_Extract to read_.
^^^^^^^^^^^^^^^^

Skyway Theatre
- Interactive map of Skyway Theatre
- Address: 711 Hennepin Ave
- Location: Minneapolis, Minnesota, United States
- Coordinates: 44°58′40″N 93°16′38″W﻿ / ﻿44.9778°N 93.2771°W
- Owner: Private
- Seating type: General admission
- Capacity: Mainroom: 2,500 Studio B: 800 The Loft: 500 Bar Fly: 300 The Lyric: 450
- Type: Concert venue

Construction
- Opened: 1986
- Renovated: 2011

Website
- skywaytheatre.com

= Skyway Theatre =

Entertainment venue in Minneapolis

The Skyway Theatre is a historic entertainment venue located in downtown Minneapolis, Minnesota, United States. Originally opened in 1986 as a movie theater, it has since evolved into a prominent multi-stage live performance venue. Since 2011, Skyway Theatre has served as a key player in the local and national live music scene, offering a space for concerts, electronic dance music (EDM) events, comedy shows, and other forms of entertainment. The venue has become a notable destination for both established and emerging artists across various genres.

== History ==
The Skyway Theatre building was originally designed as a cinema complex, known as the Skyway 6 Theatres, part of the downtown Minneapolis Skyway System. It opened in 1986, offering six screens within the bustling downtown area. The cinema remained in operation for nearly two decades before closing its doors in the mid-2000s due to changes in the movie industry and declining attendance.

In 2011, the abandoned cinema was purchased and transformed into the current iteration of Skyway Theatre. The new owners saw an opportunity to repurpose the theater into a live performance space, taking advantage of the building's spacious interior and central location in the heart of downtown Minneapolis. In 2013 Live Nation Entertainment took over booking.

== Venue layout ==
Skyway Theatre is composed of several distinct stages and performance areas, each catering to different types of events and audiences. This allows the venue to host everything from large-scale concerts to more intimate shows.

=== Skyway Theatre Mainroom ===
The Mainroom is the largest venue space within the complex, with a capacity of approximately 2,500 people. It serves as the primary concert hall for major performances, hosting artists from a range of genres including electronic, hip hop, rock, and metal. The Mainroom features a general admission area with standing-room-only capacity, multiple bars, and state-of-the-art sound and lighting systems, creating an immersive experience for concertgoers.

^^^^^^^^^^^^^^^^

[Items listed in a dataset]
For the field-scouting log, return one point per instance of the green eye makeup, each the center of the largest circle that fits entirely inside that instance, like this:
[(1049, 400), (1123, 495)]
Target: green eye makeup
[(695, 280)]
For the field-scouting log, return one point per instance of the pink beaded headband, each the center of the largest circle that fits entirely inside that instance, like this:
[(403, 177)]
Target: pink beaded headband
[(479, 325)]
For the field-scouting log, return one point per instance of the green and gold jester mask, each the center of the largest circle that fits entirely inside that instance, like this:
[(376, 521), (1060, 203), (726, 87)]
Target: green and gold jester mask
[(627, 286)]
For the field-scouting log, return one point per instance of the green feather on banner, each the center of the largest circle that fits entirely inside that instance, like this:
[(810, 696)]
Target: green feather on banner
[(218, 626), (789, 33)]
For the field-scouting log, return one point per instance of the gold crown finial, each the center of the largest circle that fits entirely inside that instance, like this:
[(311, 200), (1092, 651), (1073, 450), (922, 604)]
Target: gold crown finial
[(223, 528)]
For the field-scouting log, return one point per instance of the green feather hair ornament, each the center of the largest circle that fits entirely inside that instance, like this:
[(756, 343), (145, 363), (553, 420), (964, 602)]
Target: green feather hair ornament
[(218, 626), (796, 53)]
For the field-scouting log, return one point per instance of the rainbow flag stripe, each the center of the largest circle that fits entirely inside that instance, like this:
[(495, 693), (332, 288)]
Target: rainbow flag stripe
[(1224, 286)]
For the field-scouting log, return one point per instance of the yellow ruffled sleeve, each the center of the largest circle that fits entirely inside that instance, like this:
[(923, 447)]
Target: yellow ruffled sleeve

^^^^^^^^^^^^^^^^

_Exercises to complete_.
(a) According to the Skyway Theatre text, which company took over booking at the venue in 2013?
(b) Set down the part of the Skyway Theatre text starting at "The Skyway Theatre is" and ending at "across various genres.".

_Solved problems_.
(a) Live Nation Entertainment

(b)
The Skyway Theatre is a historic entertainment venue located in downtown Minneapolis, Minnesota, United States. Originally opened in 1986 as a movie theater, it has since evolved into a prominent multi-stage live performance venue. Since 2011, Skyway Theatre has served as a key player in the local and national live music scene, offering a space for concerts, electronic dance music (EDM) events, comedy shows, and other forms of entertainment. The venue has become a notable destination for both established and emerging artists across various genres.